* _Selected extract_:
• • • •
Most say we were “lucky” to get in the day before the shut-down. At the time, I wasn’t so sure. I loved our old house – it was big and beautiful and had a huge garden. It was the core, the center of our life in Belgium. We’d had birthday parties, Girl Scout slumber parties, Christmases there. . . and now, it was if all those were wiped away.
“Mama! This doesn’t feel like home,” my kids said as soon as the lockdown began, and I had to agree. It felt like we were locked in an AirBnb where a bomb had exploded. Nothing was organized, nothing was defined, but more than that. . . we had no memories.
I unpacked with the fury of a woman whose clothes were on fire. I’ve said this before but growing up, my Dad was a homebuilder in Texas. When he couldn’t sell a house, my family moved into it. All my homes in childhood were grand, beautiful, custom-built homes (by my Dad!) and they were always for sale. I grew up in a model home and it always had to be show-ready. Everything-in -its-place was the rule.
• • • •
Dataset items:

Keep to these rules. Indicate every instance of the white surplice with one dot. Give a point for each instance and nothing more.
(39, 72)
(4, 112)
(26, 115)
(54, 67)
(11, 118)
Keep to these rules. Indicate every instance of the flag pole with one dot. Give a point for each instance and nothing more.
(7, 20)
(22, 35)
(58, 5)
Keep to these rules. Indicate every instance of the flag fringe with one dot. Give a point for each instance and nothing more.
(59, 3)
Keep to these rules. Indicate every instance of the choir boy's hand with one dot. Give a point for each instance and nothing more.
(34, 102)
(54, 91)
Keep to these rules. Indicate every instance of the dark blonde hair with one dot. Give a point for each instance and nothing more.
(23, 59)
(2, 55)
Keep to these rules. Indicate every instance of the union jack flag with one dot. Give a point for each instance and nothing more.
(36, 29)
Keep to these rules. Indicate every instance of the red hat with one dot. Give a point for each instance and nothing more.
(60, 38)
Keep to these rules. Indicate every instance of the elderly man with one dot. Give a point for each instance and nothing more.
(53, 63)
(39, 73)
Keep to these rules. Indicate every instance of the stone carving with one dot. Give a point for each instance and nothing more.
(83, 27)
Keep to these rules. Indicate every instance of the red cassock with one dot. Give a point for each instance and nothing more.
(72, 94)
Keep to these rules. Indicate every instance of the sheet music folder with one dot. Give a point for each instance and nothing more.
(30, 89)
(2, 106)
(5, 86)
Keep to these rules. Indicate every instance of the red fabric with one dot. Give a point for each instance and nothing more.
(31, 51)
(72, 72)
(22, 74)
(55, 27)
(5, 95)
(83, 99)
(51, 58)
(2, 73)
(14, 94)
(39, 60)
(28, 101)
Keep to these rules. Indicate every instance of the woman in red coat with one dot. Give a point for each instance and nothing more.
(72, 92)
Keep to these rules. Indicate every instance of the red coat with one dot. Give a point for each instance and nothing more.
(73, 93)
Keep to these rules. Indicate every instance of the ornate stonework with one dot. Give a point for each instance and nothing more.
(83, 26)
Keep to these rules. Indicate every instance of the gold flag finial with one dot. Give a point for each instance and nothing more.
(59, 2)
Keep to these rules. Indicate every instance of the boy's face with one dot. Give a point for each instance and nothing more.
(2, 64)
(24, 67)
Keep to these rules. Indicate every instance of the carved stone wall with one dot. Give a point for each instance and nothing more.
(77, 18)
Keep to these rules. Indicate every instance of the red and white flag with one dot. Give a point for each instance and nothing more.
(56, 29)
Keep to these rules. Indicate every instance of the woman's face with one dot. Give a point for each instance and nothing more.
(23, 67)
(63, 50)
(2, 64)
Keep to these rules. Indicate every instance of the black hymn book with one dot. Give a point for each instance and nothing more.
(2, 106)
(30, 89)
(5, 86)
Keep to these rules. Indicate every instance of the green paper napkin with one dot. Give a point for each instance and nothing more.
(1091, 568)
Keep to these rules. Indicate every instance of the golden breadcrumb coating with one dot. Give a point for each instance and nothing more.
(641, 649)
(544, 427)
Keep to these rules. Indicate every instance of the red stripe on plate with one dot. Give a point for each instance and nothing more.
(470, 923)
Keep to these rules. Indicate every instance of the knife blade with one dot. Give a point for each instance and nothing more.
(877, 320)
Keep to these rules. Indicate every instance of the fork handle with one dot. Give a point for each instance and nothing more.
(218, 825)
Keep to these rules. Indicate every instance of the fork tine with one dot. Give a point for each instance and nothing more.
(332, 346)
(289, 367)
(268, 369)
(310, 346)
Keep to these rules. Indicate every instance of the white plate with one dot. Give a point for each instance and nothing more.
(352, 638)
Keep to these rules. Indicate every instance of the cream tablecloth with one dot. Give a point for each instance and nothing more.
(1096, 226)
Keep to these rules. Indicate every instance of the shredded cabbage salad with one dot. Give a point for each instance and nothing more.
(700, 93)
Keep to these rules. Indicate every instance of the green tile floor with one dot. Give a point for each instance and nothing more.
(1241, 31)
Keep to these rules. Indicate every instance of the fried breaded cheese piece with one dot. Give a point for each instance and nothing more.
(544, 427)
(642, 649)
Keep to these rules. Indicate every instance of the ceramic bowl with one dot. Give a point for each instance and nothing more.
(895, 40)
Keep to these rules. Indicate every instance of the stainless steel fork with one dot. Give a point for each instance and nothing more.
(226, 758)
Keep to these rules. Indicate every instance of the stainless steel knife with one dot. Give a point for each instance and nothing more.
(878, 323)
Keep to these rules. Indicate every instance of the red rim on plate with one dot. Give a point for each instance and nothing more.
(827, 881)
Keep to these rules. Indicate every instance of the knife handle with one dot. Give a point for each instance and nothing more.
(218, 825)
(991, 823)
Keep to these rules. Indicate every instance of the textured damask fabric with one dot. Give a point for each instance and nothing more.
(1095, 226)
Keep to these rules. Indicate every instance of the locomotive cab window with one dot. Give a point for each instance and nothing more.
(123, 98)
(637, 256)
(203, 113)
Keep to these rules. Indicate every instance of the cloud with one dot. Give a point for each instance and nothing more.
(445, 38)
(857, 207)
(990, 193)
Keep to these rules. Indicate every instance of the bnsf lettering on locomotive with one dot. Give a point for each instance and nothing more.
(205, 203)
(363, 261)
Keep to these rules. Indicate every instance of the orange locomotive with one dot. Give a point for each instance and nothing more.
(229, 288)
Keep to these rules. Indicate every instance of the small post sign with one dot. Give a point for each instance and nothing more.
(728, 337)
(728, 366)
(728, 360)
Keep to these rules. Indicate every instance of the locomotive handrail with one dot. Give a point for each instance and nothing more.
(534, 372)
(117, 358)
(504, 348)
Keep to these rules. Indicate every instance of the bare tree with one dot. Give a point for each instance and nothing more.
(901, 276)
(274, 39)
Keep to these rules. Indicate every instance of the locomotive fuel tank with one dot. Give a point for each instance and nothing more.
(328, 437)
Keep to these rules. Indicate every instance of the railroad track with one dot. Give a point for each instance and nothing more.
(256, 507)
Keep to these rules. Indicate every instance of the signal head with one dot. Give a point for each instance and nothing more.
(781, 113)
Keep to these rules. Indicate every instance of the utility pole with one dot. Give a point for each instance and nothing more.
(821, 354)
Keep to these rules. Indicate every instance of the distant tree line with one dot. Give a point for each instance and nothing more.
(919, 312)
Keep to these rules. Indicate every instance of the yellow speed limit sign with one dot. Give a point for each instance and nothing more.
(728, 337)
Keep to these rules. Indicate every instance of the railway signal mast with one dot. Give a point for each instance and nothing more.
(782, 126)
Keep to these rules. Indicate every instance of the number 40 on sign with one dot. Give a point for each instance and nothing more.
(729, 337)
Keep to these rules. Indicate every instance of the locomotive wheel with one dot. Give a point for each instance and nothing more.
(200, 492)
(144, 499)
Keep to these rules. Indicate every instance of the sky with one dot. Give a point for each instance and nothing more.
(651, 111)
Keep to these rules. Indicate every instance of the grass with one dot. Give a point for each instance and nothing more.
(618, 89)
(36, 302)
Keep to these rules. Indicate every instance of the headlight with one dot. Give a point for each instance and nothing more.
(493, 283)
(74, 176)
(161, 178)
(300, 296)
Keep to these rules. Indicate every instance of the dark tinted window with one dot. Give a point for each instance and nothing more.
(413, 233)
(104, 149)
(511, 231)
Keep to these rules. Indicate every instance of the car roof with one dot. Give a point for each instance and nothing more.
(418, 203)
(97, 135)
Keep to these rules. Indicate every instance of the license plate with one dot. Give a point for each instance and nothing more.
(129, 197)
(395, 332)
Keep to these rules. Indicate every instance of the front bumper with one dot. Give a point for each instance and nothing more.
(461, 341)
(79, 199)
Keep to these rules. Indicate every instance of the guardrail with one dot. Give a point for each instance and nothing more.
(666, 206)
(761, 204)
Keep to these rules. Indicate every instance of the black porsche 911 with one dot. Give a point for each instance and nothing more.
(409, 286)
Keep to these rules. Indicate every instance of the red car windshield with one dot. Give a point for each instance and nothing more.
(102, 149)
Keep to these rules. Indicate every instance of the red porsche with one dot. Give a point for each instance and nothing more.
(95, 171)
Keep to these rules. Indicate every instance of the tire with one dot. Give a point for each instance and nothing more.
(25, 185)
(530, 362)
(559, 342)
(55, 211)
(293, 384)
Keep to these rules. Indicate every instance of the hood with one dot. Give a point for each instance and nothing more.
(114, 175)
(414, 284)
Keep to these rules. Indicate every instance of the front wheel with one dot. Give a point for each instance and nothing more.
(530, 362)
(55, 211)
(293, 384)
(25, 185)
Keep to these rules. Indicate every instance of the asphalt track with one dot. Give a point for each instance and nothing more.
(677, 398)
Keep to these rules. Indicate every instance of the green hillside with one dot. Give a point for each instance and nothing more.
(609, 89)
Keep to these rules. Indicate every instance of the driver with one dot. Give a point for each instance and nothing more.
• • • •
In the passage above about moving house at the start of the lockdown, what did the writer's father do for a living?

* _Exercise solution_: He was a homebuilder in Texas.